> **EXERCISE PROMPT**
Write out every entry exactly as it appears.

> **ENTRIES SHOWN**
* * * * * * * * *
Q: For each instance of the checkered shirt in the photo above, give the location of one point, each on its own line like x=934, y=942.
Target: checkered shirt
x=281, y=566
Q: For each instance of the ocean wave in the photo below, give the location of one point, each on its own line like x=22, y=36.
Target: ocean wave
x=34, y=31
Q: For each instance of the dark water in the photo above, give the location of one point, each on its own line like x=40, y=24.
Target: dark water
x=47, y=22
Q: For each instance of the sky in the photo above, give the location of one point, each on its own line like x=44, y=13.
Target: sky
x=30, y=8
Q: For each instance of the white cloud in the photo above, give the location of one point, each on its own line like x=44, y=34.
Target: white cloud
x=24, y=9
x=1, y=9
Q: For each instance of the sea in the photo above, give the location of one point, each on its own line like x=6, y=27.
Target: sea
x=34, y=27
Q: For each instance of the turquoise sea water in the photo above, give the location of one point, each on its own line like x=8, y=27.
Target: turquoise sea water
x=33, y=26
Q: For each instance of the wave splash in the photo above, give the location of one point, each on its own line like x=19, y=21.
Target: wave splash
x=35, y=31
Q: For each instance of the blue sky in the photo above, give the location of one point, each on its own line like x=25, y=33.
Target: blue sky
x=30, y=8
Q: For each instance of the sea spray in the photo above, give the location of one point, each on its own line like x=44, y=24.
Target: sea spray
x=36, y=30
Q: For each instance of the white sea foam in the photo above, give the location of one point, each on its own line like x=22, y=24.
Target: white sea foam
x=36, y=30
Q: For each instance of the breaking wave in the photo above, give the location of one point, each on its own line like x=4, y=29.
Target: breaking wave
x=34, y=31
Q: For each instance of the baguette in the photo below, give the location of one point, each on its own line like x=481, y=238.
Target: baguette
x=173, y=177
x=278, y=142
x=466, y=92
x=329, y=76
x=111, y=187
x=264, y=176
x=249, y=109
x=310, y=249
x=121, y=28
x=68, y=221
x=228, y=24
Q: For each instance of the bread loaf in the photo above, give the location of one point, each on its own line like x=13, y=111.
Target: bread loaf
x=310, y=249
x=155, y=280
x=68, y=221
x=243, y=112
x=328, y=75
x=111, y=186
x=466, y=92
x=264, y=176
* * * * * * * * *
> **EXERCISE OUTPUT**
Q: For each instance of the checkered shirt in the photo above, give the location of one point, each on its own line like x=934, y=942.
Target: checkered shirt
x=281, y=566
Q: For each instance of the ocean wave in the photo below, give the location of one point, each on its own line like x=22, y=36.
Target: ocean wave
x=34, y=31
Q: For each instance of the dark water in the photo above, give the location of one point, each on its own line like x=40, y=24.
Target: dark water
x=47, y=22
Q: For each instance of the sky in the photo above, give the location of one point, each on its own line like x=44, y=13.
Target: sky
x=30, y=8
Q: For each instance of the white cloud in the photo above, give the location of one point, each on its own line like x=44, y=34.
Target: white cloud
x=24, y=9
x=1, y=9
Q: For each instance of the sea in the photo above, give the location of one point, each on its own line like x=6, y=27.
Target: sea
x=34, y=27
Q: For each instance of the turquoise sea water in the photo above, give the location of one point, each on its own line like x=8, y=27.
Target: turquoise sea water
x=33, y=26
Q: For each instance of the wave splash in the photo above, give the location of one point, each on its own line like x=19, y=21.
Target: wave splash
x=35, y=31
Q: For each instance of the blue sky in the photo above, give the location of one point, each on its own line like x=25, y=33.
Target: blue sky
x=30, y=8
Q: For each instance of the sea spray in the photo above, give the location of one point, each on its own line like x=44, y=24.
Target: sea spray
x=36, y=30
Q: For each instance of the white sea foam in the photo above, give the location of one point, each on its own line like x=22, y=24.
Target: white sea foam
x=36, y=30
Q: For each instance of the breaking wave in the photo above, give the location of one point, each on its own line like x=4, y=29.
Target: breaking wave
x=34, y=31
Q: For each instance of the baguette in the photo below, give the location of one point, each on its own line like x=481, y=238.
Target: baguette
x=173, y=177
x=278, y=142
x=466, y=92
x=329, y=76
x=111, y=187
x=264, y=176
x=249, y=109
x=310, y=249
x=121, y=28
x=68, y=221
x=228, y=24
Q: For each instance of the bread loaf in the photo above, give the location of one point, each on its own line like x=13, y=111.
Target: bread loaf
x=310, y=249
x=155, y=280
x=68, y=221
x=243, y=112
x=328, y=75
x=111, y=186
x=466, y=92
x=264, y=176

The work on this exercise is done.